▶ _Task to complete_
Find each line in the data below that contains the string "positive", matching case exactly, and copy those lines.
[Records provided]
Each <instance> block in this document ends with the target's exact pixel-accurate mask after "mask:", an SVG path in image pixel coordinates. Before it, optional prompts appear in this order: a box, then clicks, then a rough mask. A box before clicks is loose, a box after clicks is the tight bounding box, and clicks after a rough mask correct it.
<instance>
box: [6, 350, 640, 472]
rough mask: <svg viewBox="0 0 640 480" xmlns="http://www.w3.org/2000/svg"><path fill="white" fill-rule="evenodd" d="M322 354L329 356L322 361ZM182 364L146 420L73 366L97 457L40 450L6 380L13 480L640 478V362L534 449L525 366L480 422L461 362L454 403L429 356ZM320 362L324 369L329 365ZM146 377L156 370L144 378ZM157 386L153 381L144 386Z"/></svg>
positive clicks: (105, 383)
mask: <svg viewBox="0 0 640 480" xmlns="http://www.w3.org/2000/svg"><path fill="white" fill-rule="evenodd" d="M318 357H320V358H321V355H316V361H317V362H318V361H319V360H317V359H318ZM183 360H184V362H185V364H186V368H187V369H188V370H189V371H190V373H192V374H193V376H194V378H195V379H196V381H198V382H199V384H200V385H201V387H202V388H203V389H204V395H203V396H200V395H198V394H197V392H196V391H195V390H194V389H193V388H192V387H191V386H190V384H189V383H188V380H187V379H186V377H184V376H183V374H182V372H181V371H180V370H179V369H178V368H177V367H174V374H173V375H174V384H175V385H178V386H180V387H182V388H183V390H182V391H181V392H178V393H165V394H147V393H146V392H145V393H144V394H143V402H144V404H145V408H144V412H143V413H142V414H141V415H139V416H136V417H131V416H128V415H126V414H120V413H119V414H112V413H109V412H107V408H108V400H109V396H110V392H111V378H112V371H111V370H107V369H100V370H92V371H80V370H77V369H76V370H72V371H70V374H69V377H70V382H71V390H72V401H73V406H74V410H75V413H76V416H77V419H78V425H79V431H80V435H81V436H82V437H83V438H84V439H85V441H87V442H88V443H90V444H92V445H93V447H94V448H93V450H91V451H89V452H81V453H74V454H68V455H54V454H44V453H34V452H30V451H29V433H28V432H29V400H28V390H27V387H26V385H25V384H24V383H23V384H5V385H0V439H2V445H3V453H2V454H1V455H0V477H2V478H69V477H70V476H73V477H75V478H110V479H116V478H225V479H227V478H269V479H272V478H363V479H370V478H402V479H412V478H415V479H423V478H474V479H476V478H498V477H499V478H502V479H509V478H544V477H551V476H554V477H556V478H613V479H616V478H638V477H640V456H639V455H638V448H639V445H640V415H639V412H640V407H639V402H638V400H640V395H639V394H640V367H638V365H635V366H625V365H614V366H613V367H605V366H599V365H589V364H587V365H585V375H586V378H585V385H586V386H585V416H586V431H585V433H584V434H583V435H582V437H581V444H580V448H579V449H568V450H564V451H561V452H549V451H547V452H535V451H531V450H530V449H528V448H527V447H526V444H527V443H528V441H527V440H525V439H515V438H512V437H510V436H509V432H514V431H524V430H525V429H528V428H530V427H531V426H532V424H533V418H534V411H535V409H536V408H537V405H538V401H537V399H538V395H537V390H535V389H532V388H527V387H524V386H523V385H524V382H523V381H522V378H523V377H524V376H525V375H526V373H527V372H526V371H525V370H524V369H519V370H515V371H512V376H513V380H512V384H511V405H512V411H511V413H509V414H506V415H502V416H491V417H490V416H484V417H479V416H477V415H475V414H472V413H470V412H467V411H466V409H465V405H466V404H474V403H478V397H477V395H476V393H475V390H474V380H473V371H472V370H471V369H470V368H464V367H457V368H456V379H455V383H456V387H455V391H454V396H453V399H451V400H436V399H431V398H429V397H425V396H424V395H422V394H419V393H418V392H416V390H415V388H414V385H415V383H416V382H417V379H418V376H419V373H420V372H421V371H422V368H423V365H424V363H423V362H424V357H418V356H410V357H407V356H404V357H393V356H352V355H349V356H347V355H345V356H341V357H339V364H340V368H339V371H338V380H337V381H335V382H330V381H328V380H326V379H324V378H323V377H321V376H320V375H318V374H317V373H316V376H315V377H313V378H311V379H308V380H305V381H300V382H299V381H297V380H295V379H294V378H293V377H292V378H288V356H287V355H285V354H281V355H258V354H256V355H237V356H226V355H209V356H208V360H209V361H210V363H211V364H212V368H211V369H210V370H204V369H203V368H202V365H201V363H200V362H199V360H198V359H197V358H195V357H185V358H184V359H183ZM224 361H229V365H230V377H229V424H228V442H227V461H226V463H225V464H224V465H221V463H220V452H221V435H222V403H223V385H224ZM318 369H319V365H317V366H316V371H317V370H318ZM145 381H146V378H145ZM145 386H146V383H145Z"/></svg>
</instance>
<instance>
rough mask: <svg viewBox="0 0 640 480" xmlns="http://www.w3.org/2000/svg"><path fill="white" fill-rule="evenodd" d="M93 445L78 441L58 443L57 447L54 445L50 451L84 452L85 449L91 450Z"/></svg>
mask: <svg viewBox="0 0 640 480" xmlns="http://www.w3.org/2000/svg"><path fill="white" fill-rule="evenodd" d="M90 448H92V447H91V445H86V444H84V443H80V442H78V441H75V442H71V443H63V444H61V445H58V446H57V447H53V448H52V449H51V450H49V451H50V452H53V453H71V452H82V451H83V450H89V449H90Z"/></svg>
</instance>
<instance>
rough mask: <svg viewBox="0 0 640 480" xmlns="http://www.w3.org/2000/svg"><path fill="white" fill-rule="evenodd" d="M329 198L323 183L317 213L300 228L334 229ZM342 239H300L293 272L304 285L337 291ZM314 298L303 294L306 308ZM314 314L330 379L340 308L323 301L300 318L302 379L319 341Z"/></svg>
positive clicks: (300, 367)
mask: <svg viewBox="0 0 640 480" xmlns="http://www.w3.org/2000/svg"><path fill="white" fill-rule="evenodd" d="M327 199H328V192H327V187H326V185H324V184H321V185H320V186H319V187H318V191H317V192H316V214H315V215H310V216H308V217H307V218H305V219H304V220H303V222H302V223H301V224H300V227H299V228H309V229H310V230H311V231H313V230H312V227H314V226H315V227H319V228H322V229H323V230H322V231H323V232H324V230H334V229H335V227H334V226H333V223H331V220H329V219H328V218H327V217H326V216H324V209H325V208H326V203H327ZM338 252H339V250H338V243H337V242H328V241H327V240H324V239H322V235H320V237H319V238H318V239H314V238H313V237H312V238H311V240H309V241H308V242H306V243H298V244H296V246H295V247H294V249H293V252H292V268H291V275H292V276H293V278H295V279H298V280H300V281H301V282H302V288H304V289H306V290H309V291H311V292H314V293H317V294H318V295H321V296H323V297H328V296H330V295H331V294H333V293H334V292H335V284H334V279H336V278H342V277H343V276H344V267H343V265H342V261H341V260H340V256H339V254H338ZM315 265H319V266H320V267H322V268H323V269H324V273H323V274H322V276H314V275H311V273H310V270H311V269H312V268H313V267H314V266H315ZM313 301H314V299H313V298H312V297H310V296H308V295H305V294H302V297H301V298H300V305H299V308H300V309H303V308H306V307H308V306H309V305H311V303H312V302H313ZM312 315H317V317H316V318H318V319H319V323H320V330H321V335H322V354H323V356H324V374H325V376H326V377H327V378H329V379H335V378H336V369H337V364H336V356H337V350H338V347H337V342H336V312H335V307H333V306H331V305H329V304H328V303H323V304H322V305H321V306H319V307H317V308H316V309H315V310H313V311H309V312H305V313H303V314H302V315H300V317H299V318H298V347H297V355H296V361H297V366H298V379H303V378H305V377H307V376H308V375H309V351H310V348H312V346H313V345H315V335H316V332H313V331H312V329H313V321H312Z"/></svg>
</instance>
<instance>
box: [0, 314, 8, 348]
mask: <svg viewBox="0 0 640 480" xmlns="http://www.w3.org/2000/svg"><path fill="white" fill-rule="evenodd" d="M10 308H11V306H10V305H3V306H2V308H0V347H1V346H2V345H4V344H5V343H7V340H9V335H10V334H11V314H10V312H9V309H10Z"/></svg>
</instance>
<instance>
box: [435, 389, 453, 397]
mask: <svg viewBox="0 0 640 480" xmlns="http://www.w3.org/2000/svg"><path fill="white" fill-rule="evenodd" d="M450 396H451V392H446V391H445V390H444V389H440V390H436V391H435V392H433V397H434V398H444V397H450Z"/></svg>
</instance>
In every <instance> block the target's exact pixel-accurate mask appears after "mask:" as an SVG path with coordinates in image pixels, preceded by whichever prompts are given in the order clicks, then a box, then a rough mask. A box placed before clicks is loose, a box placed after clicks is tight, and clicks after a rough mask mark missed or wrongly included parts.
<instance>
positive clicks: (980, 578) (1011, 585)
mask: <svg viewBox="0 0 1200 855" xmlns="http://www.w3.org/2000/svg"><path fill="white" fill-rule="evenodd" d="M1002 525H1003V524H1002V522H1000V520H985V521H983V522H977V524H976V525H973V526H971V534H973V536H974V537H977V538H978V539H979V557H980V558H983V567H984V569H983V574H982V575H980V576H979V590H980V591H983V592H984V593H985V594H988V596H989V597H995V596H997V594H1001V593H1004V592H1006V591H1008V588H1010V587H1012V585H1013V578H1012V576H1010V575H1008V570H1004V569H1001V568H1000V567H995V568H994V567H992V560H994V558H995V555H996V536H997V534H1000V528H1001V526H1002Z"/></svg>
[/Records provided]
▶ _Solution for this exercise_
positive clicks: (105, 383)
positive clicks: (300, 367)
positive clicks: (980, 578) (1011, 585)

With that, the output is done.